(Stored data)
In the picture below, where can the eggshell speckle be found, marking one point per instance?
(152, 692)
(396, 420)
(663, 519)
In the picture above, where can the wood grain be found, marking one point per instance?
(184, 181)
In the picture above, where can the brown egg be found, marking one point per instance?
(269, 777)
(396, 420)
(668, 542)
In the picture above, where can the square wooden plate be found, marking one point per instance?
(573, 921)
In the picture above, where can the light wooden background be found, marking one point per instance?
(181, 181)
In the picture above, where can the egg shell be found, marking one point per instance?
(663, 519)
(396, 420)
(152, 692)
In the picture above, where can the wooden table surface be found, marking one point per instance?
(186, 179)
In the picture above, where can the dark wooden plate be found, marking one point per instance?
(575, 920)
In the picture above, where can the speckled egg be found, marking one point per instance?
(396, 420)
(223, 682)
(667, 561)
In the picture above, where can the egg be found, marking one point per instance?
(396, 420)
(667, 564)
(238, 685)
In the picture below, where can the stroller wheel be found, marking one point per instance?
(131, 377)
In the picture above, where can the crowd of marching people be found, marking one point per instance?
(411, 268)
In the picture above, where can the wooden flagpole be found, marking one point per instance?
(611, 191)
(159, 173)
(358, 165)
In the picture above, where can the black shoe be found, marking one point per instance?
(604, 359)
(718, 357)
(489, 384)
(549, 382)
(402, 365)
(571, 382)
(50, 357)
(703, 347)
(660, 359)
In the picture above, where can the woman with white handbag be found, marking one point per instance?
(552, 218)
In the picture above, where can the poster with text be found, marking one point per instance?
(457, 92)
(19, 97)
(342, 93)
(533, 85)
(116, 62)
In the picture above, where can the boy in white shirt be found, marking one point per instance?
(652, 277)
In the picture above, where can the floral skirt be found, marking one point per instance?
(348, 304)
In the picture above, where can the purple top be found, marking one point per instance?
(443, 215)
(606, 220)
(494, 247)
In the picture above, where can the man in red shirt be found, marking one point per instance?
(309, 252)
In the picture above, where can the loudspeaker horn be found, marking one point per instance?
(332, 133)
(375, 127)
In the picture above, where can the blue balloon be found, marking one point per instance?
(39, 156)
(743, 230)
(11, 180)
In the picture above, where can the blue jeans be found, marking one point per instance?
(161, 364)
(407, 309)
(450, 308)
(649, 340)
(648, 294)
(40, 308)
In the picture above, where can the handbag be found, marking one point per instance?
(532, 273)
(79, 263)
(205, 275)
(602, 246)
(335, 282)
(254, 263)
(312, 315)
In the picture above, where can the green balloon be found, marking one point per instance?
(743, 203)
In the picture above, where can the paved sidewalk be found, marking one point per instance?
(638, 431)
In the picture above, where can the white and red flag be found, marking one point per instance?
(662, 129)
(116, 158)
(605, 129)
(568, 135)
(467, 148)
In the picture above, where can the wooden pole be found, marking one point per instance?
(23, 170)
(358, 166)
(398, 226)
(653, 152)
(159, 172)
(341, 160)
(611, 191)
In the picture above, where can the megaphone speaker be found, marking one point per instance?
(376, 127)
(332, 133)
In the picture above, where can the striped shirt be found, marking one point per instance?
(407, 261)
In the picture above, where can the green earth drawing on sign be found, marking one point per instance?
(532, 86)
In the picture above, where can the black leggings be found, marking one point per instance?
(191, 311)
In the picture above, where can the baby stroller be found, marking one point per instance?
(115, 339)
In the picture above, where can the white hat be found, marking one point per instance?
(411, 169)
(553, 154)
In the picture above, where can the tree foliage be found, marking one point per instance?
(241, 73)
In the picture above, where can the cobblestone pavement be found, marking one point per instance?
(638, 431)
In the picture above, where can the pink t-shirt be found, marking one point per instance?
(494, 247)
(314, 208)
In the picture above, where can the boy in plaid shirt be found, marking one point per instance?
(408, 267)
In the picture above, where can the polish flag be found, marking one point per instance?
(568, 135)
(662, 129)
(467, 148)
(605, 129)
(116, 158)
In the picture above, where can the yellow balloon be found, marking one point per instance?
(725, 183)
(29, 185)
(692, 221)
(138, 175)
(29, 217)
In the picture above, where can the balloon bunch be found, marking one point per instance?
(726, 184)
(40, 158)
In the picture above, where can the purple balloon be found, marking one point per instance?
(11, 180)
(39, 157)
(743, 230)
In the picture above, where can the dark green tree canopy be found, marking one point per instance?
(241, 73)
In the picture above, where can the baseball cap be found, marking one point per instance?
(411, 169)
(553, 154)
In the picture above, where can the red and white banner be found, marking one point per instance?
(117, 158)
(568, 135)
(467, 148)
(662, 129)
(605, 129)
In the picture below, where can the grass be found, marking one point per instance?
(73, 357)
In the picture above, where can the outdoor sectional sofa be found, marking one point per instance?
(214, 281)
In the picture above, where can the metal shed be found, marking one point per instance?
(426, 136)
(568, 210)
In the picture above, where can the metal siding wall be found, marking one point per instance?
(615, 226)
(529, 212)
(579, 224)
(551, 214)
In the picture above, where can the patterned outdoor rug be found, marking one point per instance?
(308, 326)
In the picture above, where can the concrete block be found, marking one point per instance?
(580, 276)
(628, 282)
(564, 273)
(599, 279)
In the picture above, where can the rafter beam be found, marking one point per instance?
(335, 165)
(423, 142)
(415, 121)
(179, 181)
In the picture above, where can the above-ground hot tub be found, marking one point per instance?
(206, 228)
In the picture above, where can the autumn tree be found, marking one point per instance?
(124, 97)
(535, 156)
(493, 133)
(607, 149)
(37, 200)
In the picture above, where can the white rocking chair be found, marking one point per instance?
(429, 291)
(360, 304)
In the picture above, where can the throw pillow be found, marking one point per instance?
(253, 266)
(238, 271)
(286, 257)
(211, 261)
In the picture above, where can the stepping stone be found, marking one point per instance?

Task description => Return every record in full, word for word.

Answer space =>
In the picture below, where can the eggshell speckle be found, marking one point per instance?
(152, 692)
(396, 420)
(663, 519)
In the picture above, where can the wood grain be found, marking one point per instance?
(184, 181)
In the picture above, where can the brown egg be found, marking one point per instance?
(269, 777)
(396, 420)
(668, 542)
In the picture above, where can the square wooden plate be found, marking one point per instance?
(573, 921)
In the picture above, where can the light wooden background be found, marking one point per instance?
(181, 181)
In the picture above, where can the egg shell be found, marking one point per instance?
(663, 519)
(396, 420)
(152, 692)
In the picture above, where can the wooden table surface be found, marking one point per instance?
(186, 179)
In the picture above, where can the dark wooden plate be found, marking one point per instance?
(575, 920)
In the picture above, where can the speckled egg be found, marking one point per instance?
(396, 420)
(223, 682)
(667, 561)
In the picture above, where can the egg be found, marking one point per instance?
(396, 420)
(667, 564)
(238, 685)
In the picture below, where can the stroller wheel be found, marking one point per instance?
(131, 377)
In the picture above, where can the crowd of marching people be found, marking one point per instance?
(411, 268)
In the picture above, where can the wooden flagpole be found, marking one point per instance?
(611, 191)
(159, 173)
(358, 165)
In the picture above, where can the black shoe be found, marking one point per instance?
(604, 359)
(718, 357)
(489, 384)
(549, 382)
(402, 365)
(571, 382)
(50, 357)
(703, 347)
(660, 359)
In the picture above, where can the woman with white handbag be found, marking one point per instance?
(552, 218)
In the picture above, where can the poster with text be found, marking one point per instance?
(457, 92)
(19, 97)
(342, 93)
(533, 85)
(116, 62)
In the picture above, where can the boy in white shirt be found, marking one point per instance?
(652, 277)
In the picture above, where can the floral skirt be found, marking one point per instance?
(348, 304)
In the picture above, where can the purple top be found, marking one point per instance?
(443, 215)
(606, 220)
(494, 247)
In the picture above, where can the man in red shirt be found, marking one point per instance?
(309, 252)
In the picture above, where can the loudspeaker horn be found, marking one point per instance?
(332, 133)
(375, 127)
In the picture above, where can the blue balloon be found, marking one point per instance?
(39, 156)
(743, 230)
(11, 180)
In the picture above, where can the blue jeans be found, marking one point per instance?
(161, 364)
(407, 309)
(450, 308)
(649, 340)
(648, 294)
(40, 308)
In the picture above, where can the handbag be found, marking one point per instance?
(532, 273)
(79, 263)
(205, 275)
(602, 246)
(335, 282)
(254, 263)
(312, 315)
In the picture above, where can the green balloon be found, marking one point per instance?
(743, 203)
In the picture above, where can the paved sidewalk be found, marking one point per instance?
(638, 431)
In the picture above, where can the white and red flag be found, marking one point per instance?
(662, 129)
(116, 158)
(605, 129)
(568, 135)
(467, 148)
In the picture above, where can the wooden pole be found, marking one point per instance?
(23, 170)
(358, 166)
(398, 226)
(653, 152)
(159, 172)
(341, 160)
(611, 191)
In the picture above, where can the megaphone speaker be found, marking one point per instance?
(376, 127)
(332, 133)
In the picture above, where can the striped shirt be found, marking one point per instance?
(407, 261)
In the picture above, where can the green earth drawing on sign be found, marking one point per instance?
(532, 86)
In the picture above, where can the black leggings be found, marking one point per instance?
(191, 311)
In the picture above, where can the baby stroller be found, marking one point per instance?
(115, 339)
In the picture above, where can the white hat be found, marking one point per instance?
(411, 169)
(553, 154)
In the picture above, where can the tree foliage be found, marking one point per instance?
(241, 73)
In the picture above, where can the cobblestone pavement be found, marking one point per instance?
(638, 431)
In the picture above, where can the pink t-shirt be found, marking one point per instance?
(494, 247)
(314, 208)
In the picture above, where can the boy in plaid shirt be found, marking one point per instance?
(408, 267)
In the picture above, where can the polish flag be found, marking one point per instance?
(568, 135)
(662, 129)
(467, 148)
(605, 129)
(116, 158)
In the picture above, where can the yellow balloon be found, marking one point per instance?
(725, 183)
(29, 185)
(692, 221)
(138, 175)
(29, 217)
In the picture above, where can the balloon bunch be found, marking one point per instance?
(726, 184)
(40, 158)
In the picture above, where can the purple balloon be found, marking one point per instance?
(11, 180)
(39, 157)
(743, 230)
In the picture above, where can the dark green tree canopy be found, marking one point per instance?
(241, 73)
In the picture above, where can the baseball cap be found, marking one point per instance?
(411, 169)
(553, 154)
In the picture above, where can the red and white banner be found, marking one point per instance?
(117, 158)
(568, 135)
(467, 148)
(662, 129)
(605, 129)
In the picture below, where can the grass be found, marking one point per instance?
(73, 357)
In the picture above, where can the outdoor sectional sofa be found, marking one point per instance?
(214, 281)
In the picture above, where can the metal shed be found, marking one point per instance?
(426, 136)
(568, 210)
In the picture above, where can the metal siding wall be found, marking one point per instance?
(615, 226)
(529, 212)
(579, 224)
(551, 214)
In the picture above, where can the patterned outdoor rug be found, marking one point per instance?
(308, 326)
In the picture above, where can the concrete block be found, marking one point per instance?
(580, 276)
(628, 282)
(564, 273)
(599, 279)
In the picture above, where can the rafter beam be found, marking one point per instance?
(335, 165)
(423, 142)
(415, 121)
(179, 181)
In the picture above, where can the above-ground hot tub be found, marking one point per instance?
(206, 228)
In the picture above, where can the autumn tree be found, marking one point per instance?
(124, 97)
(535, 156)
(493, 133)
(607, 149)
(37, 200)
In the picture above, where can the white rocking chair be found, marking one point per instance?
(429, 291)
(360, 304)
In the picture above, where can the throw pillow be found, marking one point per instance?
(253, 266)
(238, 271)
(286, 257)
(211, 261)
In the picture above, where can the stepping stone be found, marking one point per instance?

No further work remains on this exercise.